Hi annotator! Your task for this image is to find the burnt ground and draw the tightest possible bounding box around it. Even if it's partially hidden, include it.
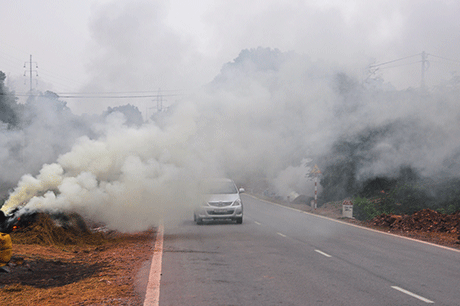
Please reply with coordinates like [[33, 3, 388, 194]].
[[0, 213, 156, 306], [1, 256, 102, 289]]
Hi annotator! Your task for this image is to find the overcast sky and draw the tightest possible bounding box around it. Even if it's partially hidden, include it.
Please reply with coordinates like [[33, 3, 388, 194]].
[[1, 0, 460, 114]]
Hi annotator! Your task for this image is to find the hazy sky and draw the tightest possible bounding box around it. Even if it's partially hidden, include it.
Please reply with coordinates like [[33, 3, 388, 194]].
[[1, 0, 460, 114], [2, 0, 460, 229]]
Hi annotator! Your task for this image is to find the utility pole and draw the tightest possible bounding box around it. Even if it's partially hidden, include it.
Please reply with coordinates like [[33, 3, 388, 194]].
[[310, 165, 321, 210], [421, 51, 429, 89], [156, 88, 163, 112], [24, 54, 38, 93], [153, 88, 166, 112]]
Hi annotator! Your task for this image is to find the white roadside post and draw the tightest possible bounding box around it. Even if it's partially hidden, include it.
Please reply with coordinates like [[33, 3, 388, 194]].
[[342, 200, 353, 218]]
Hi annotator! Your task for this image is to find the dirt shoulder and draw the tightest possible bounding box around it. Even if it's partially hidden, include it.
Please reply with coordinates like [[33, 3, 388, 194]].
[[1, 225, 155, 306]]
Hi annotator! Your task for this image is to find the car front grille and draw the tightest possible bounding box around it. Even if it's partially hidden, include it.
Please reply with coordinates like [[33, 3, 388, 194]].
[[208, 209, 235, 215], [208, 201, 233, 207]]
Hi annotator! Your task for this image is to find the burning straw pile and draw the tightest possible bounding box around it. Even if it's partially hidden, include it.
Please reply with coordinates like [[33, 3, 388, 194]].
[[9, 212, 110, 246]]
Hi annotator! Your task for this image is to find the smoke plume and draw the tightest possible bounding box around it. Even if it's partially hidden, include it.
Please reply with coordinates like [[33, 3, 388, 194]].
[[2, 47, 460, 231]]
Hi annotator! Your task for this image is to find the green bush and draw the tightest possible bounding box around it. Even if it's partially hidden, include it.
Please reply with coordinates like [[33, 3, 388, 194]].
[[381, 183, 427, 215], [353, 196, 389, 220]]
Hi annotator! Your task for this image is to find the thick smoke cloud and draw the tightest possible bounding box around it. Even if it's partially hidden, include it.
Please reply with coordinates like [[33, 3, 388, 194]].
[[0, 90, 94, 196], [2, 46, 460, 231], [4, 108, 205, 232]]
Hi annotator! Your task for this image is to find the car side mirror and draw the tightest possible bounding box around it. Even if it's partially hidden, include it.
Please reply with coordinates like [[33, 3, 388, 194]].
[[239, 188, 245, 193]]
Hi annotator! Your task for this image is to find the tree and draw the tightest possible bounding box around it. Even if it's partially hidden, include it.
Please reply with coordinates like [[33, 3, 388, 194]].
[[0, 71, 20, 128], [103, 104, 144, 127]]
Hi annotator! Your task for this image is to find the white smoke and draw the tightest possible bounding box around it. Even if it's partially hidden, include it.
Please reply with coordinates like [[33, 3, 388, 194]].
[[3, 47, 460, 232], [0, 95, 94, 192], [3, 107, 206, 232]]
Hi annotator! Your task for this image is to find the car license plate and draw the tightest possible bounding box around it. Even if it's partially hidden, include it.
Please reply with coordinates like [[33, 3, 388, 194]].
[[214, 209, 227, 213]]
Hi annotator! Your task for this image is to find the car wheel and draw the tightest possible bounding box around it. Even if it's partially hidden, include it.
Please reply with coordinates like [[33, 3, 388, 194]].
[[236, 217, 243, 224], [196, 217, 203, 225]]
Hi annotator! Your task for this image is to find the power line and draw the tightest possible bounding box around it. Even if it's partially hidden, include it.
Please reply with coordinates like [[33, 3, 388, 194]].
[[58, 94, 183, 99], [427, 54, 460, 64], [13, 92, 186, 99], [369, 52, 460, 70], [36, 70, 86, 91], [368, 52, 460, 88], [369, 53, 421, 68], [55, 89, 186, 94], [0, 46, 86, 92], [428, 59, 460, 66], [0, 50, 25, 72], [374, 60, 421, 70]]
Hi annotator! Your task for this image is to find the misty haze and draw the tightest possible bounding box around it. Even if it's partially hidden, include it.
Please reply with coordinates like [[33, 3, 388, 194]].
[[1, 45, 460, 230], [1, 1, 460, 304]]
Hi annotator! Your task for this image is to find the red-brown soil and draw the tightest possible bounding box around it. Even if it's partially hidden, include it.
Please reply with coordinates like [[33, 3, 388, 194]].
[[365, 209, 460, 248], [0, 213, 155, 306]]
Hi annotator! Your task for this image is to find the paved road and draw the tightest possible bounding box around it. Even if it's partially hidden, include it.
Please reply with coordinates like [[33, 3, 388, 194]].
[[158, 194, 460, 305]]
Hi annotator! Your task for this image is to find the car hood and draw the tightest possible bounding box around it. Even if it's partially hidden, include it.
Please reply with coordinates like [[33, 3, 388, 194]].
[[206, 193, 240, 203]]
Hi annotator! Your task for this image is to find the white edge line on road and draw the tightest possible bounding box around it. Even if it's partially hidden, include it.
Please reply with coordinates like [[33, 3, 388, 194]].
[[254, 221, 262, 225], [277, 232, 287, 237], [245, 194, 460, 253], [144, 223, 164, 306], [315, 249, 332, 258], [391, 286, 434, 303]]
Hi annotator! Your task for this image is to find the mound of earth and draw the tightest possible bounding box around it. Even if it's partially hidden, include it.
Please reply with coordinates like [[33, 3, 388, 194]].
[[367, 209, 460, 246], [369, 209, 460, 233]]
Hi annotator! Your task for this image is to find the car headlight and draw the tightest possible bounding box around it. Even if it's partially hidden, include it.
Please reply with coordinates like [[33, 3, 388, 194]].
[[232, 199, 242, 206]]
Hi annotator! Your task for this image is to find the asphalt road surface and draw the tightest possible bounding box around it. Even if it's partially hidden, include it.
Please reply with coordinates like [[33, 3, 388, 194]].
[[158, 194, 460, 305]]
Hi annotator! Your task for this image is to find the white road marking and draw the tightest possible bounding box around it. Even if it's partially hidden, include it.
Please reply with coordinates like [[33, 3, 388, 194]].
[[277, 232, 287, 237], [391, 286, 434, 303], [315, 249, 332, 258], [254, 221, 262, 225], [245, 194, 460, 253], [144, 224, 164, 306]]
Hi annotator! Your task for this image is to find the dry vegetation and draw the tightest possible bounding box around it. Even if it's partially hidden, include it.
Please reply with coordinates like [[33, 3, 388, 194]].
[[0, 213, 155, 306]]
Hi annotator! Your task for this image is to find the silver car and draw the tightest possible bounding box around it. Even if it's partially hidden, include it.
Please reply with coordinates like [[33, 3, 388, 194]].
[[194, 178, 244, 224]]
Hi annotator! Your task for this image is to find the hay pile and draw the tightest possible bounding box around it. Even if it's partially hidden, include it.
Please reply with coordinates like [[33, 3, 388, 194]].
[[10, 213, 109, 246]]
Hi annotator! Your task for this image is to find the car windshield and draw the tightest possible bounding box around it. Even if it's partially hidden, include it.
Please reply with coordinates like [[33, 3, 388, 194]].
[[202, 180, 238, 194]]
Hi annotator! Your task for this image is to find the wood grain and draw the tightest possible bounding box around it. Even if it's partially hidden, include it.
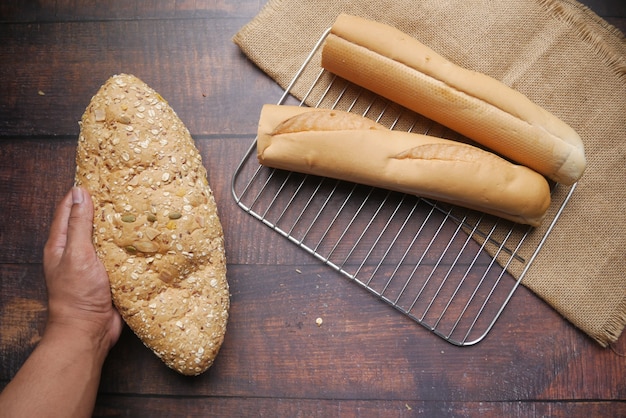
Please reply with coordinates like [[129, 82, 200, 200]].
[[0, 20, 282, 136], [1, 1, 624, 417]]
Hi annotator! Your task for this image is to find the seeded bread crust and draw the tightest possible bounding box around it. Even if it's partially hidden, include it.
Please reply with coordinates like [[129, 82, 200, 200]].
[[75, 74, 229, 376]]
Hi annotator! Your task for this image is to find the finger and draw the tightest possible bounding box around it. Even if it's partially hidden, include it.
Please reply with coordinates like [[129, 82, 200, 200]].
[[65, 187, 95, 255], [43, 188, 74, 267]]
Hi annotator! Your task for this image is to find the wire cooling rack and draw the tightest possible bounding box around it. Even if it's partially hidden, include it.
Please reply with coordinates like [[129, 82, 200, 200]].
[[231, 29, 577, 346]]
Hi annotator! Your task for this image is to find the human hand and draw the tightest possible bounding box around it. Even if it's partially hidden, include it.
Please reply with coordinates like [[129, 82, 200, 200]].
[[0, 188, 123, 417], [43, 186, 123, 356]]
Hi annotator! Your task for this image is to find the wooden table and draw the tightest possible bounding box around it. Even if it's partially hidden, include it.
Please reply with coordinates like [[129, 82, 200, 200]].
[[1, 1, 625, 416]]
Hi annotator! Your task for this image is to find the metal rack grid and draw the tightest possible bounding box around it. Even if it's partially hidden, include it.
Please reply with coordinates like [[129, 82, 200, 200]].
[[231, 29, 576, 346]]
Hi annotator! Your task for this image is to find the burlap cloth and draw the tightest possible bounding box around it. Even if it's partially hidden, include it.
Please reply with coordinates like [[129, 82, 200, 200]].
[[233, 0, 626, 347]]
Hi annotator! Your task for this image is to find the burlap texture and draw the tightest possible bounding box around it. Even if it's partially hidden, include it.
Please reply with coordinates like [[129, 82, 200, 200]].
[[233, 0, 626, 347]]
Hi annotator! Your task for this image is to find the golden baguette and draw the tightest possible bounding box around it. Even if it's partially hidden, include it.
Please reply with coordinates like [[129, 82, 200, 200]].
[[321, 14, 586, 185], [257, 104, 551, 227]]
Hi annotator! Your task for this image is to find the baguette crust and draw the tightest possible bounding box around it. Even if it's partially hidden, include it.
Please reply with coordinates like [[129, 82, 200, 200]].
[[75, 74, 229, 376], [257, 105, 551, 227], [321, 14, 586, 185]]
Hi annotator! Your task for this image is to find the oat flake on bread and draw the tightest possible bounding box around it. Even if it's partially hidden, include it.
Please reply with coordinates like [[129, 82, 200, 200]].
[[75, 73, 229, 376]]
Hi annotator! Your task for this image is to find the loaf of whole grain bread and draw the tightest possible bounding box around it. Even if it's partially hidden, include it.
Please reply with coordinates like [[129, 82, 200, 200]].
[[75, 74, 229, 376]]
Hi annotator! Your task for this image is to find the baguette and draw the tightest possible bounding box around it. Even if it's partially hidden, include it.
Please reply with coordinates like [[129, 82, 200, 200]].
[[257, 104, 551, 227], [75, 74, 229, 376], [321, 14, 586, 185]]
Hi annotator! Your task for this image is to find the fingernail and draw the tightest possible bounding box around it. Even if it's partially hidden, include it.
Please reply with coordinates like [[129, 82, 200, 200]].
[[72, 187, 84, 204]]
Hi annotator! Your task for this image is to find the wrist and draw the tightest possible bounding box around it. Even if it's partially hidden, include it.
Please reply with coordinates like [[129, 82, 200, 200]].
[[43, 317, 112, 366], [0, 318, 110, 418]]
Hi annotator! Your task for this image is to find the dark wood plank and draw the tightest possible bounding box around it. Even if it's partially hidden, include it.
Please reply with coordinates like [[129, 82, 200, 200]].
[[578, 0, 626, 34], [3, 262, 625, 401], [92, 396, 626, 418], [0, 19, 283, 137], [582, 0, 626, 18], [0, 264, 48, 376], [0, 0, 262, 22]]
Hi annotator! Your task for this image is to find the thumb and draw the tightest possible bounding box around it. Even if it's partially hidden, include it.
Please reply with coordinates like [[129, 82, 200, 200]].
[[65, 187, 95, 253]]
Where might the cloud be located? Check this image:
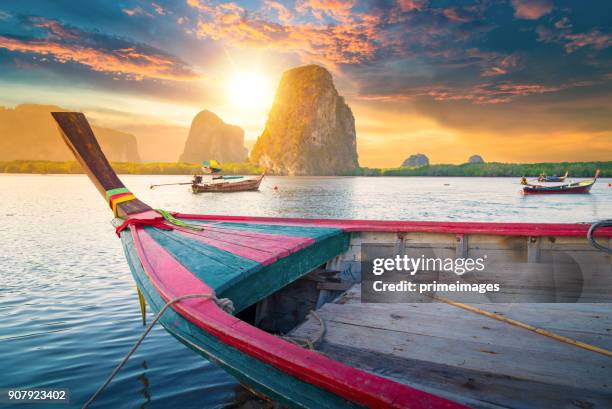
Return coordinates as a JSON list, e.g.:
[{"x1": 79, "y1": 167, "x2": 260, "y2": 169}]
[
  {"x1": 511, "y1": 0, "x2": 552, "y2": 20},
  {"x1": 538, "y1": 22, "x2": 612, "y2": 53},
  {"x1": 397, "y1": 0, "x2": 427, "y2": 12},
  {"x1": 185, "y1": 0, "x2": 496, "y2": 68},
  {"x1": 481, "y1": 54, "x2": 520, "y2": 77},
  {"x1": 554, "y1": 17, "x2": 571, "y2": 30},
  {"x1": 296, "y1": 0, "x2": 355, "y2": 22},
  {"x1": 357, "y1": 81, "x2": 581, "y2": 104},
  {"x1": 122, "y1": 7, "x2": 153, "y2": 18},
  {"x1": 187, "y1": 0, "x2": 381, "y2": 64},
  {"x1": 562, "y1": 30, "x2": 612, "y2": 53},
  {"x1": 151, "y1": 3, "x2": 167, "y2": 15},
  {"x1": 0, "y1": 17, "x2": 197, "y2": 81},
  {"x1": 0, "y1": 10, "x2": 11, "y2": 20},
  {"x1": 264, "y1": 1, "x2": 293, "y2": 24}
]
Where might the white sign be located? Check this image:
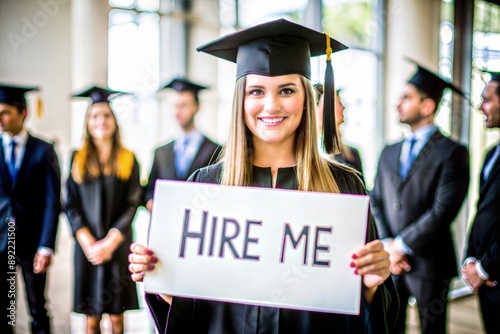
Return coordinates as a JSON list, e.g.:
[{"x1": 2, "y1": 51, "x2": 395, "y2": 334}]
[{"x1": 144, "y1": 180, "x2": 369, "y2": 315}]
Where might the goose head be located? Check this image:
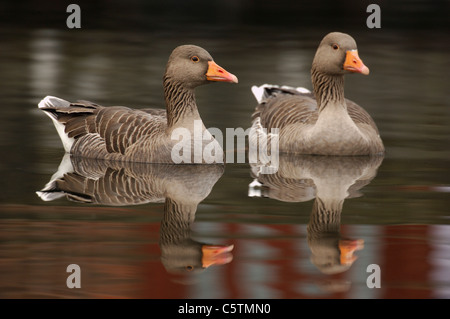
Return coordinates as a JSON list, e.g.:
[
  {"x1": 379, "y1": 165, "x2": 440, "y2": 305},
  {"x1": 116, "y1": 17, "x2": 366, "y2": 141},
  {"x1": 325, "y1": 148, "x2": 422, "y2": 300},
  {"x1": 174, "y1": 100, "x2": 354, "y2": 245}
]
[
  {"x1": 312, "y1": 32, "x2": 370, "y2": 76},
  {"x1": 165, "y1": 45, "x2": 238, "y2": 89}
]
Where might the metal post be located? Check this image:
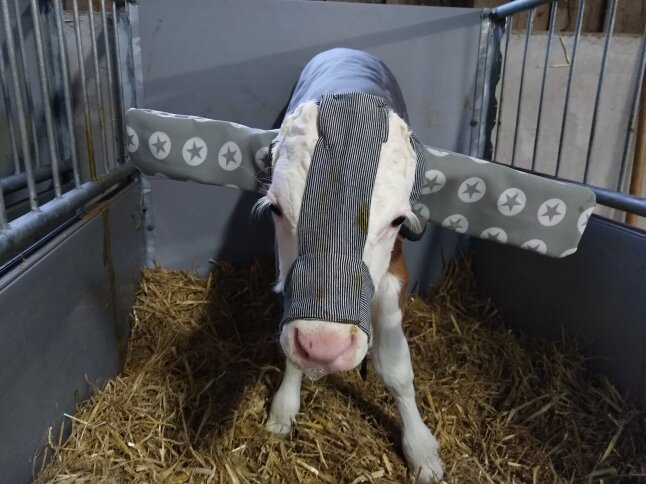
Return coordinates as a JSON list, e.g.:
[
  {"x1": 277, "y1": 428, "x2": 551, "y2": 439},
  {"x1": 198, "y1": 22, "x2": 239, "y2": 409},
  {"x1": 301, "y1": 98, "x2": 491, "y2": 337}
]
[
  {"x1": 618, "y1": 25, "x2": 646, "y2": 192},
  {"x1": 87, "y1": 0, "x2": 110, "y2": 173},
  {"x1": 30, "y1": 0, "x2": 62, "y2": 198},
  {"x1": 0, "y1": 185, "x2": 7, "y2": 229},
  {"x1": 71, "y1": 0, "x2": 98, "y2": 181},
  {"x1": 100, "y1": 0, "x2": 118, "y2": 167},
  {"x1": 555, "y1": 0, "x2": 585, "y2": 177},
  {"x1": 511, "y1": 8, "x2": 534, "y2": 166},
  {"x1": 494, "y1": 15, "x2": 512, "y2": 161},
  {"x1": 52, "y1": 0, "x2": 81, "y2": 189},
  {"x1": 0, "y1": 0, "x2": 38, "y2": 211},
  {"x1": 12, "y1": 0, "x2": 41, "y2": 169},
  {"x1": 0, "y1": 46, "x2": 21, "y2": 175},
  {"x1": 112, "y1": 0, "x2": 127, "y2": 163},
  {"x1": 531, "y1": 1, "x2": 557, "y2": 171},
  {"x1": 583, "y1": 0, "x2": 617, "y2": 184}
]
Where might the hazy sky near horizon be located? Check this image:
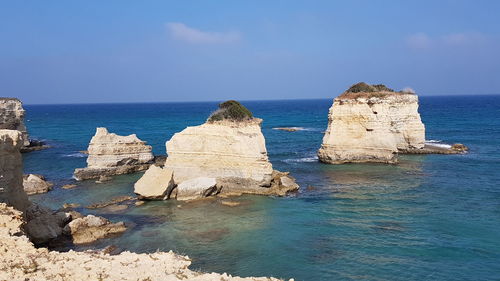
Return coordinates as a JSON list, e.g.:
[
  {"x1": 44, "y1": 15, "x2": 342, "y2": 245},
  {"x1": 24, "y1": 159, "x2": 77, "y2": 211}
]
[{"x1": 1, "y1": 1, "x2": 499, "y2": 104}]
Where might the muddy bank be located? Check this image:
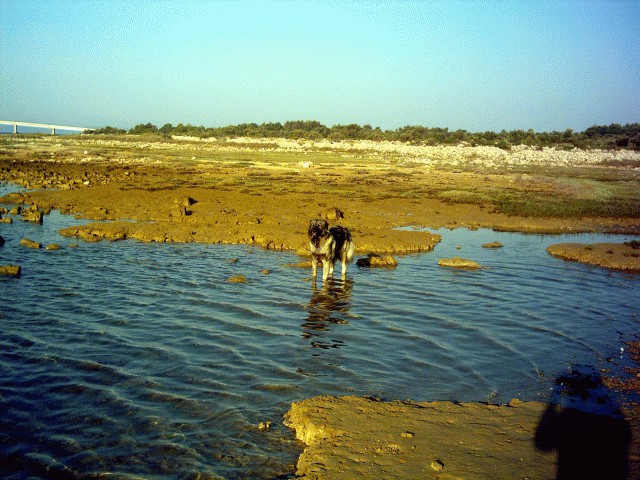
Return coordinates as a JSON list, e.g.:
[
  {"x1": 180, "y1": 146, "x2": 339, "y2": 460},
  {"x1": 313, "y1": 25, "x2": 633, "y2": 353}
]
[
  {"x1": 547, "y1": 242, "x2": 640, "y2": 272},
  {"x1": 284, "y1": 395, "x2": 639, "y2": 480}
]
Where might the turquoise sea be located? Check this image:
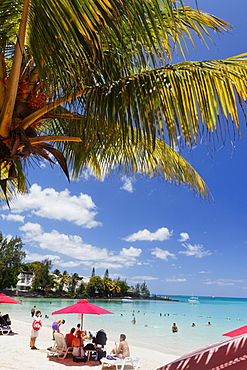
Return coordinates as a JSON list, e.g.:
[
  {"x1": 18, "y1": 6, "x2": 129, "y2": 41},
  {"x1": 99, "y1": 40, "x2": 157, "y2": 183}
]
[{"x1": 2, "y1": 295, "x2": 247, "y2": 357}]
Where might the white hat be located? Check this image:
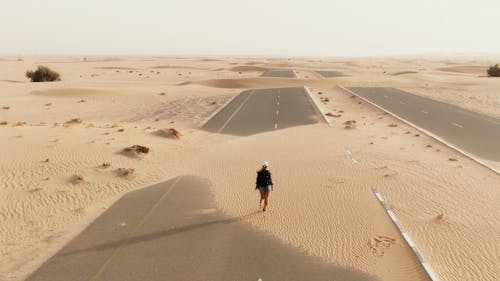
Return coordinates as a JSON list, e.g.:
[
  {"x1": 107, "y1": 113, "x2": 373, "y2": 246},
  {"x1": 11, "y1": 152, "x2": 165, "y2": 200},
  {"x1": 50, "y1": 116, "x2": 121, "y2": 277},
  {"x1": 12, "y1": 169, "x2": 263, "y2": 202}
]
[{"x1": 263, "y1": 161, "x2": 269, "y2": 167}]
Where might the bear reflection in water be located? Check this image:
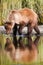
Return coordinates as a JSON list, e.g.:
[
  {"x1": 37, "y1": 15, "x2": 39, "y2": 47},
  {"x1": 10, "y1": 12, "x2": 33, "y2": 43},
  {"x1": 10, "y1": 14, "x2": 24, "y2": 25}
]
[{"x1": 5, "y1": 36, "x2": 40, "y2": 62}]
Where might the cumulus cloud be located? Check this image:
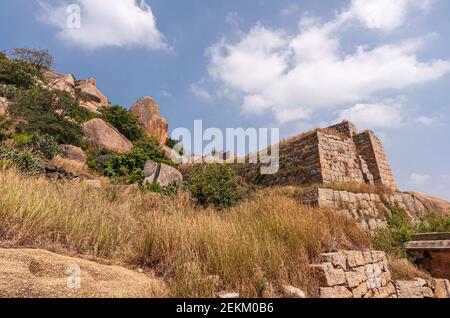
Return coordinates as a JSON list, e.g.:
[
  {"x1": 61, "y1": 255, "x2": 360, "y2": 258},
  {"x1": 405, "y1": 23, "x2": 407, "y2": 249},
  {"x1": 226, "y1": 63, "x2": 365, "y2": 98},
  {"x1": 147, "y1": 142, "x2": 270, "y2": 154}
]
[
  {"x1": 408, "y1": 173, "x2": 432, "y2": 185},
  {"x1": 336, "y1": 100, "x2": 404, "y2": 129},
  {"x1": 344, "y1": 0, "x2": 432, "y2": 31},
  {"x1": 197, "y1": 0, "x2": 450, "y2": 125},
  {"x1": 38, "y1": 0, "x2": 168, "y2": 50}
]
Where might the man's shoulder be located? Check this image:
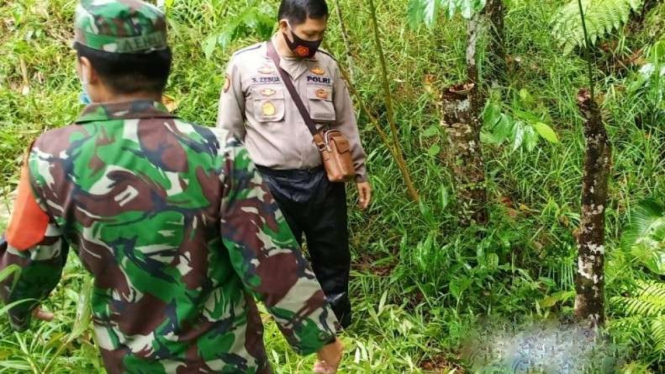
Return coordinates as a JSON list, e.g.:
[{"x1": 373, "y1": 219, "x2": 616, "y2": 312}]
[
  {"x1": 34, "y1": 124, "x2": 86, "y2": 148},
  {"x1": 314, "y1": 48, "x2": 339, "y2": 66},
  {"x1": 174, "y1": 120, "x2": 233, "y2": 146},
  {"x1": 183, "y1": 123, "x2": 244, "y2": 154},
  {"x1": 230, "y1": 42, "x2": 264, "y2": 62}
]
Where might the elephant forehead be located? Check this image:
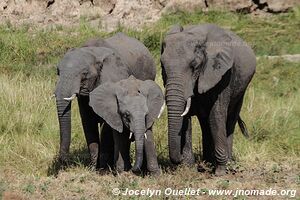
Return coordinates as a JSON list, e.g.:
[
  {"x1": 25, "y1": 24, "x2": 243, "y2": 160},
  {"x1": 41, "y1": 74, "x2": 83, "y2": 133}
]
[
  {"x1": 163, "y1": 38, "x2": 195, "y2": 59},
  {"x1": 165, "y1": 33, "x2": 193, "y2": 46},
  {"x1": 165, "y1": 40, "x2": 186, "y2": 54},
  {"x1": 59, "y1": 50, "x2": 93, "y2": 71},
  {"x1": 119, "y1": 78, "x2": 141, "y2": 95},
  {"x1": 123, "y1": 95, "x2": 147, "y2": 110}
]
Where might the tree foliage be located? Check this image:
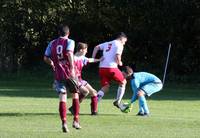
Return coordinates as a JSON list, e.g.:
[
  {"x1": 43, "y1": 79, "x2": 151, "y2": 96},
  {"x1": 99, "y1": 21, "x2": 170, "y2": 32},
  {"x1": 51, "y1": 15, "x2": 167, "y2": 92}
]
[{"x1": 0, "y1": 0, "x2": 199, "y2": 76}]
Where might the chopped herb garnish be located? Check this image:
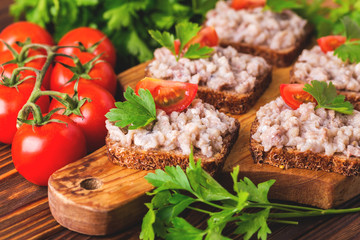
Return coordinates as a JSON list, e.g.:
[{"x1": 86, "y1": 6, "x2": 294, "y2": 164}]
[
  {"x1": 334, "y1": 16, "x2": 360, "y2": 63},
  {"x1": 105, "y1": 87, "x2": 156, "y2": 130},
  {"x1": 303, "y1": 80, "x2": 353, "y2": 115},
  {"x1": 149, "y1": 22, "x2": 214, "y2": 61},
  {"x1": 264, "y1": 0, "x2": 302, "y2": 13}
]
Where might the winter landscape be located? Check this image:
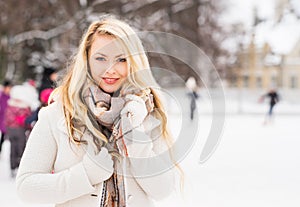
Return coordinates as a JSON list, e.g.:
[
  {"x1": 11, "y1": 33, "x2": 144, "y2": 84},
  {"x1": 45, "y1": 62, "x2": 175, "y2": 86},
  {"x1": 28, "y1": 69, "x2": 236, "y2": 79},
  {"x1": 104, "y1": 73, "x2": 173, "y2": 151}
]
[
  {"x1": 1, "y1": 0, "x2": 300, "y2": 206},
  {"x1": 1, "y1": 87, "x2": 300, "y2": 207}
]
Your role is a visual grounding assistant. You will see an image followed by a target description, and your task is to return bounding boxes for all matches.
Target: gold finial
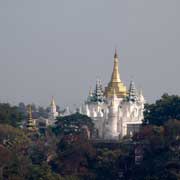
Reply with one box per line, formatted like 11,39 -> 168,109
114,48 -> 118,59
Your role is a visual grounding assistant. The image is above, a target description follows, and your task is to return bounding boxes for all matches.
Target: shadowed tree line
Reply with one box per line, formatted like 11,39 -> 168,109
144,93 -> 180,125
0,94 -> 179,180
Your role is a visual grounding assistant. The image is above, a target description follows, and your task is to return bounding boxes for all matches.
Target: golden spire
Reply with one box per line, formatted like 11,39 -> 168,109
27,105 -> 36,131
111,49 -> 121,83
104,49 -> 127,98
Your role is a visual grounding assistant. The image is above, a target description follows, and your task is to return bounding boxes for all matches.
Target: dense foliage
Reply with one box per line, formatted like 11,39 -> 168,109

_ _ _ _ _ _ _

TRY IT
Up to and including the line with "the white roadside", repeat every line from the top of the entries exactly, but not the pictures.

TASK ANSWER
Hi annotator! Your task for this image is to find the burnt ground and draw the tightest possible bounding box around it. Even if it's partially hidden, include it.
Please reply with coordinates like [[33, 3, 388, 194]].
[[0, 213, 156, 306], [1, 256, 102, 289]]
Hi annotator! Your task for this image is to find the overcast sky and draw the tightest possible bounding box around it. Even if it's partially hidden, include it.
Please reply with coordinates like [[33, 3, 388, 194]].
[[1, 0, 460, 114]]
Hi annotator! Your task for this image is to find the hazy sky and draw the tightest possible bounding box around it. Even if it's partially hidden, include it.
Please reply with coordinates like [[33, 3, 388, 194]].
[[1, 0, 460, 114], [2, 0, 460, 229]]
Hi annotator! Your task for this image is to find the utility pole and draw the tightest possible bounding box around it. Even if it's partially hidden, include it.
Please reply with coordinates like [[33, 3, 388, 194]].
[[310, 165, 321, 210], [421, 51, 429, 89], [156, 88, 163, 112], [24, 54, 38, 93], [153, 88, 166, 112]]
Hi annotator! Your task for this image is to find the white roadside post and draw the tightest possible bounding box around it. Even if it's partially hidden, include it.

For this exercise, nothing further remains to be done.